(Point placement records)

--- start ---

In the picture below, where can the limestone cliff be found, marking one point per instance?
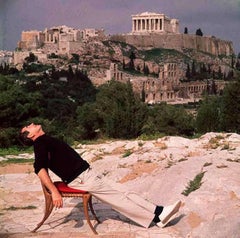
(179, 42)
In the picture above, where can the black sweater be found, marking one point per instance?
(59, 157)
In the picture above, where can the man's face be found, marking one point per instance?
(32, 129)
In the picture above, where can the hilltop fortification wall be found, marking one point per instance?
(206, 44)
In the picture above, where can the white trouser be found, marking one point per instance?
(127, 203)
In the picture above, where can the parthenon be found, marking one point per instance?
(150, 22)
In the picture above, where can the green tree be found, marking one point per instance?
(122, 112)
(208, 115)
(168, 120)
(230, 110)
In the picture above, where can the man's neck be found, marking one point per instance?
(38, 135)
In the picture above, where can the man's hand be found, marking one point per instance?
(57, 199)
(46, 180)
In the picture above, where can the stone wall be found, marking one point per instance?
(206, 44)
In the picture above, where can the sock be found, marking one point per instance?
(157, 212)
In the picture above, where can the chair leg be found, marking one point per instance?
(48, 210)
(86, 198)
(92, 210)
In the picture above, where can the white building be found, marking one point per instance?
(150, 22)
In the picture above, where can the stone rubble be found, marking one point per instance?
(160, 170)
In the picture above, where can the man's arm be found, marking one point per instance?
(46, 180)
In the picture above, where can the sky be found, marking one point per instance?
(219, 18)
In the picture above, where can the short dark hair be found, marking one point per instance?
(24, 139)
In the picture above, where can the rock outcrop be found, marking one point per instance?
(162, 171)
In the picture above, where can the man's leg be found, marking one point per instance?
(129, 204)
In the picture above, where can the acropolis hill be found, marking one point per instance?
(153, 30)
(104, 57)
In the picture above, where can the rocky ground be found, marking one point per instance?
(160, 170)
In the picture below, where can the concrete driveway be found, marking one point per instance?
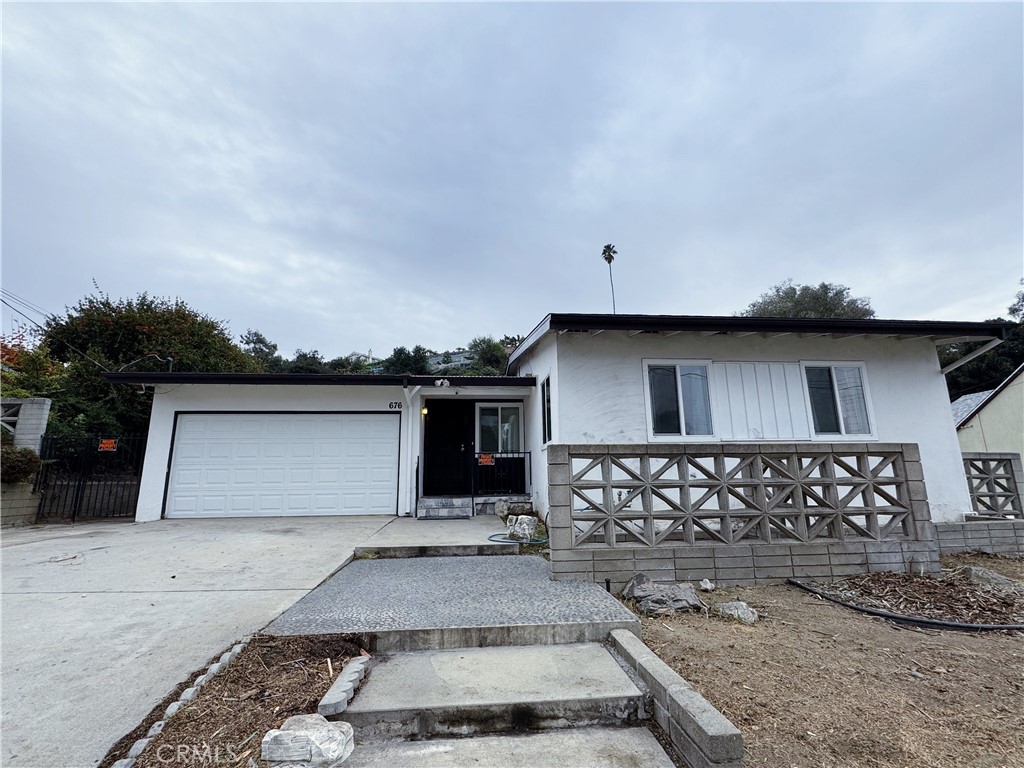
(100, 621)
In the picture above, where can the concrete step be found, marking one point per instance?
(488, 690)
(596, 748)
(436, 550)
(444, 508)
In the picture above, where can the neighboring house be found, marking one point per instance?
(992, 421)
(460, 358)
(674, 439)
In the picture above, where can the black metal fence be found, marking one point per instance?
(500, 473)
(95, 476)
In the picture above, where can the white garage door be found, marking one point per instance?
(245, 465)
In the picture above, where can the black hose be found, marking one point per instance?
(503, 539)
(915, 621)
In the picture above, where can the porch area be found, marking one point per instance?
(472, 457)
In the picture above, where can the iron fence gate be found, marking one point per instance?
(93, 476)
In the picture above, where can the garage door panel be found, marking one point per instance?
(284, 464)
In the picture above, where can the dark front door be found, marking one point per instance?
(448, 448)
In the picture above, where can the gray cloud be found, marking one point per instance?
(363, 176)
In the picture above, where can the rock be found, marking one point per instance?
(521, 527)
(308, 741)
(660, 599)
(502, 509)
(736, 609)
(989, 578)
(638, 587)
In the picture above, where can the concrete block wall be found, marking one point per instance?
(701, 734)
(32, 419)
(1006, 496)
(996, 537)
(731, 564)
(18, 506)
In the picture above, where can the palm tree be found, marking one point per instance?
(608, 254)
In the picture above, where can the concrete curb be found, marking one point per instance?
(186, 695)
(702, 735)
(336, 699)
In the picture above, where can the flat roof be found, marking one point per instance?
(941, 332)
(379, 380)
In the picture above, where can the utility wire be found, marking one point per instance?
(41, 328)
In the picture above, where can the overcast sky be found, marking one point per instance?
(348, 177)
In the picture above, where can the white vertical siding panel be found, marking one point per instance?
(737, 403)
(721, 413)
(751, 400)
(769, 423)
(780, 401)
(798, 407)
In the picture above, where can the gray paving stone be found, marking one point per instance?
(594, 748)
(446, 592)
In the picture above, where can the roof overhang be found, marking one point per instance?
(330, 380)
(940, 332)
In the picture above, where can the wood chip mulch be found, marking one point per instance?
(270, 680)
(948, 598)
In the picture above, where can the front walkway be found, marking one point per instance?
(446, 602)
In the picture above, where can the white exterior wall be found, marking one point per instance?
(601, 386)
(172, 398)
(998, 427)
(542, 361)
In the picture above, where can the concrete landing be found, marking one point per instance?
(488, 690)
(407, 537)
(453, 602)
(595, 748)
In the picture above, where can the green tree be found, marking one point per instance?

--- end ---

DO THIS:
All of the material above is to be copied exactly, except for its images.

TASK OUTPUT:
In the picture below, where can the limestone cliff be found, marking one point per instance?
(179, 42)
In the picture above, where can the black sweater be found, marking one point per instance?
(59, 157)
In the picture above, where can the man's face be found, marking one point per instance?
(32, 129)
In the picture above, where can the hilltop fortification wall be found, marking one point per instance?
(206, 44)
In the picture above, where can the white trouser be found, marking one point per instance?
(127, 203)
In the picture above, where can the parthenon be found, marking one point per instance?
(150, 22)
In the picture above, where can the green tree be found, marking one point per instance?
(122, 112)
(208, 115)
(168, 120)
(230, 110)
In the picture above, where can the man's neck be found, marking one point per instance?
(38, 135)
In the picture above, where can the man's hand be found, marking one point per instance?
(57, 199)
(46, 180)
In the picture above, where can the stone wall be found, marking one point per instance?
(206, 44)
In the picture above, where can the sock be found, marking one point per instance?
(157, 212)
In the picture above, where can the chair leg be found, marking one point per instance?
(48, 210)
(86, 198)
(92, 210)
In the picture above, where can the white building be found, marking one point per instance?
(150, 22)
In the picture above, where can the stone rubble be found, marking one point per instance?
(160, 170)
In the picture above, where can the man's arm be found, marking one point per instance?
(46, 180)
In the picture above, where can the sky be found, marking one point per instance?
(219, 18)
In the picture above, where can the short dark hair be found, marking one point per instance?
(24, 139)
In the picture above, where can the rock outcrop be found, marking one point per instance?
(162, 171)
In the picture above, where can the man's leg be found, marking one point per instance?
(129, 204)
In the picture above, where can the acropolis hill be found, marking one point per instance?
(153, 30)
(104, 57)
In the picture above, where can the rocky ground be found, marking one point per instance?
(160, 170)
In the picture below, where can the concrete driveway be found, marking one point per instance?
(100, 621)
In the picture above, where can the concrete step be found, marking one point per instance?
(488, 690)
(596, 748)
(436, 550)
(444, 508)
In the picture above, where can the neighboring house be found, marking one point per instance?
(992, 421)
(460, 358)
(674, 439)
In the picture above, where can the black metal fence be found, marking one point per instance?
(500, 473)
(95, 476)
In the picture above, where can the white garage door be found, marking one point per instance?
(245, 465)
In the picture above, where can the black hose be found, marking one point per instance?
(503, 539)
(915, 621)
In the picture above, where can the porch area be found, marking one point per instance?
(472, 457)
In the picture above, where can the iron fence gate be found, marking one point per instance?
(93, 476)
In the picture above, where can the garage door panel be found, marking one point per instance?
(284, 464)
In the picture above, where can the dark front door be found, marking one point per instance?
(448, 448)
In the picture above, where can the gray cloud be found, marking one point per instance?
(363, 176)
In the picture above, where can the rock be found, marking one point per instance?
(521, 527)
(308, 741)
(660, 599)
(502, 509)
(736, 609)
(989, 578)
(638, 587)
In the picture above, where can the concrete block wall be found, marking one point per instance?
(701, 734)
(32, 419)
(1006, 496)
(996, 537)
(731, 564)
(18, 506)
In the picture above, where can the palm tree be found, marking one point per instance?
(608, 254)
In the picture above, where can the concrete curb be found, marking one point per instance?
(186, 695)
(702, 735)
(336, 699)
In the picture above, where can the flat roof be found, marking one point per instance?
(941, 332)
(379, 380)
In the picture above, where can the utility wire be found, marking one point per instance?
(41, 328)
In the picture above, where can the overcast sky be found, marking one point per instance?
(348, 177)
In the picture above, where can the white vertical siding panel be found, marking one point per instance?
(737, 403)
(721, 413)
(751, 400)
(769, 423)
(780, 401)
(798, 407)
In the picture above, where can the gray paving stone be found, marking one point per instance?
(594, 748)
(446, 592)
In the picture above, where can the roof overhang be found, marking one point per instance?
(330, 380)
(940, 332)
In the picture above, where can the wood chip mulch be found, marking one point per instance?
(270, 680)
(948, 598)
In the picture above, where can the front walkway be found, marking one point per instance?
(446, 602)
In the picture above, where can the white exterior wall be found, marking one point per instance?
(601, 386)
(172, 398)
(998, 427)
(542, 361)
In the picture above, where can the concrete landing be found, marking one point per instance?
(488, 690)
(407, 537)
(453, 602)
(595, 748)
In the picture above, where can the green tree be found, marking one point per instance?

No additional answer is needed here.